# EXERCISE DIRECTIONS
Nothing in the data may be changed; retype all of it.

[Records drawn from a dataset]
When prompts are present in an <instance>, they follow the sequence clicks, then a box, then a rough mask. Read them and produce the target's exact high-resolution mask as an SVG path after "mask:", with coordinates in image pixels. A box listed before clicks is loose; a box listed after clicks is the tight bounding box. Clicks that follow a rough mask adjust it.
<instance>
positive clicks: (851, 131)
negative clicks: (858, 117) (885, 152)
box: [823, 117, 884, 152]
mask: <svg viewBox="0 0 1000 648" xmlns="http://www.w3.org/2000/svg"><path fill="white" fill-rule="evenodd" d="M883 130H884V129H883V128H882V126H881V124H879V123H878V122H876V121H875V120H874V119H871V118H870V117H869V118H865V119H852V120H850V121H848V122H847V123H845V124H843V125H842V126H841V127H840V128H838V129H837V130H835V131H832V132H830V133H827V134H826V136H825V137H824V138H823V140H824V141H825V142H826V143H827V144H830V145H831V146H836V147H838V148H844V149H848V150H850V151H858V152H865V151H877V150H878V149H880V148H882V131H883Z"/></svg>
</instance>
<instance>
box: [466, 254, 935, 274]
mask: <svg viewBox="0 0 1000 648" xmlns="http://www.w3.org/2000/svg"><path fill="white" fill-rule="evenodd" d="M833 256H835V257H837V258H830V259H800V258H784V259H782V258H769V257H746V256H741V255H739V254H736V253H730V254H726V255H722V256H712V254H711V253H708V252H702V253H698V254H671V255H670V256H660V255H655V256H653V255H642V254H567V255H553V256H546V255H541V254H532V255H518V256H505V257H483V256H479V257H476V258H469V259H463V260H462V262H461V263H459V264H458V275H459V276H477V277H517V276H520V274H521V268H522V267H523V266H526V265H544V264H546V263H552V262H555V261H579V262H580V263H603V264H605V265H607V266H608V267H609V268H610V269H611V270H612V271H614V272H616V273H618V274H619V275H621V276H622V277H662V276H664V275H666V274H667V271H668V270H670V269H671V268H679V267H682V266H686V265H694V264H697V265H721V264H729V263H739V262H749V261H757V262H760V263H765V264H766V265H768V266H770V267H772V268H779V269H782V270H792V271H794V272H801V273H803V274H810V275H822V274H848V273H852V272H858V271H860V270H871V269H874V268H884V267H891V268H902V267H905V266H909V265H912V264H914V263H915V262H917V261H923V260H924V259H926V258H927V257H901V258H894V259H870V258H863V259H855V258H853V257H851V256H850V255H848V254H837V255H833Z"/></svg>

# SOLUTION TO THIS TASK
When prompts are present in an <instance>, they follow the sequence clicks, then a box, then a rough mask. Read them and produce the target's exact high-resolution mask as an SVG path after "mask:", with coordinates in image pixels. A box listed before clicks is loose; a box listed after clicks is the tight bounding box. Clicks that follow a rough mask adjust it.
<instance>
positive clicks: (851, 131)
negative clicks: (858, 117) (885, 152)
box: [823, 117, 884, 152]
mask: <svg viewBox="0 0 1000 648" xmlns="http://www.w3.org/2000/svg"><path fill="white" fill-rule="evenodd" d="M883 130H884V129H883V128H882V126H881V124H879V123H878V122H876V121H875V120H874V119H871V118H870V117H869V118H865V119H852V120H850V121H848V122H847V123H845V124H843V125H842V126H841V127H840V128H838V129H837V130H835V131H832V132H830V133H827V134H826V136H825V137H824V138H823V140H824V141H825V142H826V143H827V144H830V145H831V146H836V147H838V148H844V149H848V150H850V151H858V152H865V151H877V150H878V149H880V148H882V131H883Z"/></svg>
</instance>
<instance>
box: [466, 254, 935, 274]
mask: <svg viewBox="0 0 1000 648" xmlns="http://www.w3.org/2000/svg"><path fill="white" fill-rule="evenodd" d="M833 256H835V257H837V258H830V259H800V258H784V259H782V258H769V257H746V256H741V255H739V254H736V253H730V254H726V255H722V256H712V254H711V253H708V252H702V253H698V254H671V255H670V256H660V255H655V256H653V255H642V254H567V255H553V256H546V255H541V254H532V255H518V256H505V257H483V256H479V257H476V258H469V259H463V260H462V262H461V263H459V264H458V275H459V276H477V277H517V276H520V274H521V268H522V267H523V266H526V265H544V264H546V263H552V262H555V261H579V262H580V263H603V264H605V265H607V266H608V267H609V268H610V269H611V270H612V271H614V272H616V273H618V274H619V275H621V276H622V277H662V276H664V275H666V274H667V271H668V270H670V269H671V268H679V267H682V266H686V265H694V264H697V265H721V264H729V263H739V262H749V261H757V262H760V263H765V264H766V265H768V266H770V267H772V268H779V269H782V270H792V271H794V272H801V273H803V274H810V275H822V274H848V273H852V272H858V271H860V270H871V269H874V268H884V267H891V268H902V267H905V266H909V265H912V264H914V263H915V262H917V261H923V260H924V259H926V258H927V257H901V258H894V259H870V258H863V259H855V258H853V257H851V256H850V255H848V254H837V255H833Z"/></svg>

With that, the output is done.